Exercise requirements: How many lines in the listing below contain the word "building"? Reply with the number alone.

^^^^

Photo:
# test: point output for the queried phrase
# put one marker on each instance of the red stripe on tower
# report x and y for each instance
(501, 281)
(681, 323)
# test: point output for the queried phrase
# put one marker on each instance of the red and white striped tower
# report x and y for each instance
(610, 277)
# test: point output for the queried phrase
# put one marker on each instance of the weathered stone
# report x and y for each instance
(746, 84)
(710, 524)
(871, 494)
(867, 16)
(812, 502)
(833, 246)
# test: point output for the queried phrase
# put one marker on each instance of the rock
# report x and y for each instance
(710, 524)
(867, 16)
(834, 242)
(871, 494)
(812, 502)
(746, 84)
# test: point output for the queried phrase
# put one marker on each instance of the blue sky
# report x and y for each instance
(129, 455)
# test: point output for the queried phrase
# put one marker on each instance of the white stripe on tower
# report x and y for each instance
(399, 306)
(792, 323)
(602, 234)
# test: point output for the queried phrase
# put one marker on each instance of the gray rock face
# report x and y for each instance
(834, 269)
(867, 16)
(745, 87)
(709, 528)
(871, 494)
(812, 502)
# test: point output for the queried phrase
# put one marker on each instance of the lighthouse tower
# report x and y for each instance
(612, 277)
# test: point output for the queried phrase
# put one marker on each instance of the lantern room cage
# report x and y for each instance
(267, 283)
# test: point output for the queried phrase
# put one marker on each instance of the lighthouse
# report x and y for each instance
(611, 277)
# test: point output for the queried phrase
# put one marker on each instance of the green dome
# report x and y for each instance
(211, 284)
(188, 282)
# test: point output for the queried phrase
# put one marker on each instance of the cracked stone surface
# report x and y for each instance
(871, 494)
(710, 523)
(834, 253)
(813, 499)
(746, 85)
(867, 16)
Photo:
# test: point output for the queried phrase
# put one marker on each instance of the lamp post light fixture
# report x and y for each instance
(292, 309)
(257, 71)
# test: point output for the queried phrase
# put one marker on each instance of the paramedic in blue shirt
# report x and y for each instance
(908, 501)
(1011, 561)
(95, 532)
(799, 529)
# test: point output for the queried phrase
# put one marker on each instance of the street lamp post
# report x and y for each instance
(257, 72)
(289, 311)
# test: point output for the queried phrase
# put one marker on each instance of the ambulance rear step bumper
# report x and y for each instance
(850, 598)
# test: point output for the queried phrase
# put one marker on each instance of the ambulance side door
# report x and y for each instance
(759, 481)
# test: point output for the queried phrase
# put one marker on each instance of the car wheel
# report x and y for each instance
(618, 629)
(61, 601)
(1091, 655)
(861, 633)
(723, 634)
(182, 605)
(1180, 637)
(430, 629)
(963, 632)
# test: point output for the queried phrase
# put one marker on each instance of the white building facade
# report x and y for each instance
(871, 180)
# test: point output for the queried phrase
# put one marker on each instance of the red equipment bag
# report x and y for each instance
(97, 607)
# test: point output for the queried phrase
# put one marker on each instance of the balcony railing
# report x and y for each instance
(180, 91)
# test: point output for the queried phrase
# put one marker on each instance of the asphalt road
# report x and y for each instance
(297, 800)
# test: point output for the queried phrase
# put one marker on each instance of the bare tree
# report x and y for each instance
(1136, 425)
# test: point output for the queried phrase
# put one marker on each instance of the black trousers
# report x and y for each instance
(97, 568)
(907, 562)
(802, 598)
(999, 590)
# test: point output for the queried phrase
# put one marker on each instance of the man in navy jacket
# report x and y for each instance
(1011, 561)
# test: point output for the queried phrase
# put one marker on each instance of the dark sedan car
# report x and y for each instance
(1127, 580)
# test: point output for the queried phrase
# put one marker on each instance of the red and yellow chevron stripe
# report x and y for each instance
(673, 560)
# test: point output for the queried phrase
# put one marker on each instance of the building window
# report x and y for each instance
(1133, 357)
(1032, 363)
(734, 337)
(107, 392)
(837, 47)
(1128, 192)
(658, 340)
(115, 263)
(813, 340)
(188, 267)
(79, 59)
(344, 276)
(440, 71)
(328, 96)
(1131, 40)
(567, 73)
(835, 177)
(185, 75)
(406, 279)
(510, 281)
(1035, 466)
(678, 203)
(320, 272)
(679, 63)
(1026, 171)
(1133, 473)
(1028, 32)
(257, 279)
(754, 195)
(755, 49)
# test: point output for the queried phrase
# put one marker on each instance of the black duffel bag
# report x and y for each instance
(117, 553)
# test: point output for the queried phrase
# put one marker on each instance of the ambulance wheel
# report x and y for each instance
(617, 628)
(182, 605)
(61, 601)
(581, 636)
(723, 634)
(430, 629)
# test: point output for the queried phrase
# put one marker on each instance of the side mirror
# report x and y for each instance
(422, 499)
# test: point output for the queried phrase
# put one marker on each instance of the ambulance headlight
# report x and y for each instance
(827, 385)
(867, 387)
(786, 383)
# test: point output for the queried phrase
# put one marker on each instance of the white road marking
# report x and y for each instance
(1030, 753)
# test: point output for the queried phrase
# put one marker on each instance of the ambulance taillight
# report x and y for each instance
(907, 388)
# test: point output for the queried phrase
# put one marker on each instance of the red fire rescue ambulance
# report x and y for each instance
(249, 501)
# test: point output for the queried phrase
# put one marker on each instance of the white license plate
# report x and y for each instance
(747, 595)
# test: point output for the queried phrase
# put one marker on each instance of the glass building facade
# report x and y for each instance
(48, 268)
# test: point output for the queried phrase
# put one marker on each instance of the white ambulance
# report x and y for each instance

^^^^

Response to the exercise: 3